> [FRAGMENT TEKSTU]
※ ※ ※

To główne wnioski z konferencji „Walka ze smogiem od haseł do efektów”, zorganizowanej przez Centrum Idei Gospodarczo Ekonomicznych w Warszawie.
Uczestnicy spotkania wskazywali na konieczność współpracy i koordynacji działań administracji rządowej i samorządowej jak również zaangażowania samych firm z branży energetycznej. Chodzi przede wszystkim o rozbudowę sieci gazowniczych i ciepłowniczych a także ułatwienia dla osób zainteresowanych wymianą ogrzewania na ekologiczne.
Gazowa ofensywa PGNiG by ograniczyć smog
Wiceprezes PGNiG Maciej Woźniak przyznał*, *że dla Polskiego Górnictwa Naftowego i Gazownictwa walka z zanieczyszczonym powietrzem wynika z troski o lepszą jakość życia Polaków i została wpisana w strategię wszystkich spółek GK PGNiG.

※ ※ ※

> [ZADANIA DO WYKONANIA]
(a) Zwróć bez zmian fragment tekstu o smogu: wszystko od „To główne wnioski” aż do „spółek GK PGNiG.”.
(b) Przepisz dosłownie z wykazu wszystkie wiersze, od tego, w którym jest „the window, each”, aż po ten, w którym jest „pixel 958 660”, łącznie z oboma.
Tekst o smogu i wykaz nie mają ze sobą żadnego związku.

> [WYKAZ DANYCH]

※ ※ ※

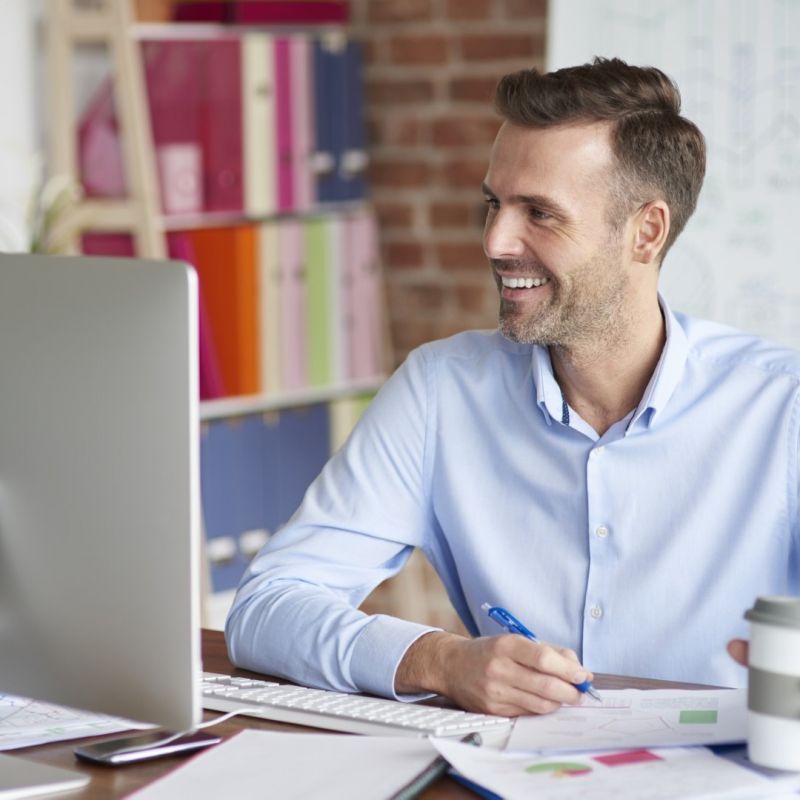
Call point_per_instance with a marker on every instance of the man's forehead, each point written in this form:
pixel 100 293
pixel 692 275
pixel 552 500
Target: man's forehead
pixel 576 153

※ ※ ※

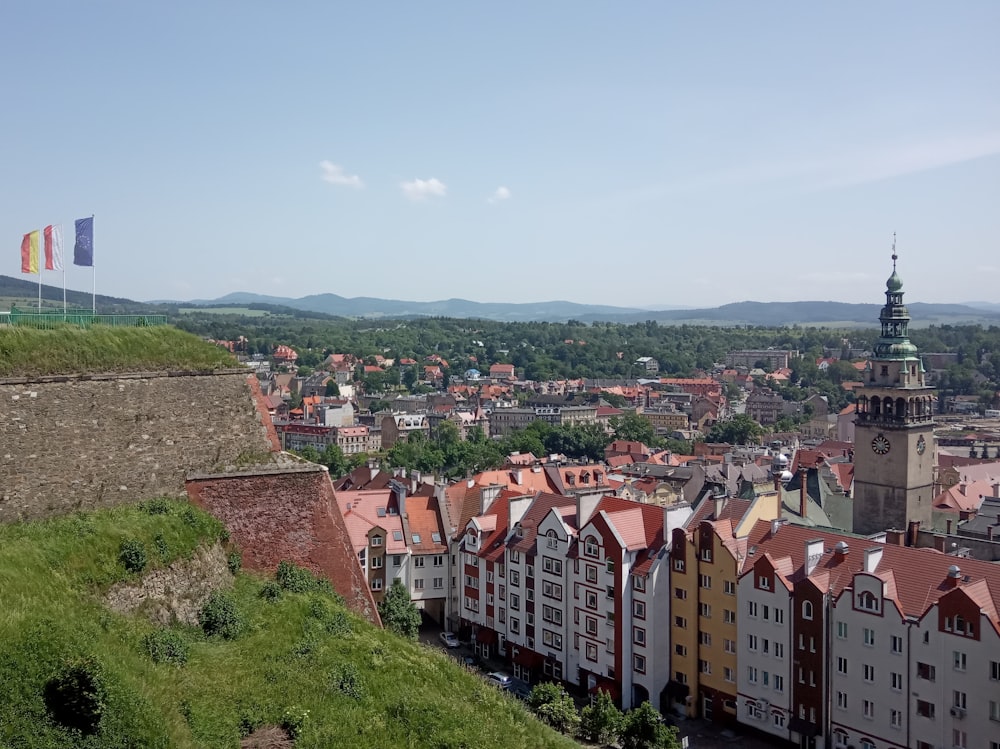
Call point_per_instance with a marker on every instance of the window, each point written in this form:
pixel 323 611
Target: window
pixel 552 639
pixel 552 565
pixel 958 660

※ ※ ※

> [ROZWIĄZANIA ZADAŃ]
(a)
To główne wnioski z konferencji „Walka ze smogiem od haseł do efektów”, zorganizowanej przez Centrum Idei Gospodarczo Ekonomicznych w Warszawie.
Uczestnicy spotkania wskazywali na konieczność współpracy i koordynacji działań administracji rządowej i samorządowej jak również zaangażowania samych firm z branży energetycznej. Chodzi przede wszystkim o rozbudowę sieci gazowniczych i ciepłowniczych a także ułatwienia dla osób zainteresowanych wymianą ogrzewania na ekologiczne.
Gazowa ofensywa PGNiG by ograniczyć smog
Wiceprezes PGNiG Maciej Woźniak przyznał*, *że dla Polskiego Górnictwa Naftowego i Gazownictwa walka z zanieczyszczonym powietrzem wynika z troski o lepszą jakość życia Polaków i została wpisana w strategię wszystkich spółek GK PGNiG.

(b)
Call point_per_instance with a marker on every instance of the window, each point written in this form:
pixel 323 611
Target: window
pixel 552 639
pixel 552 565
pixel 958 660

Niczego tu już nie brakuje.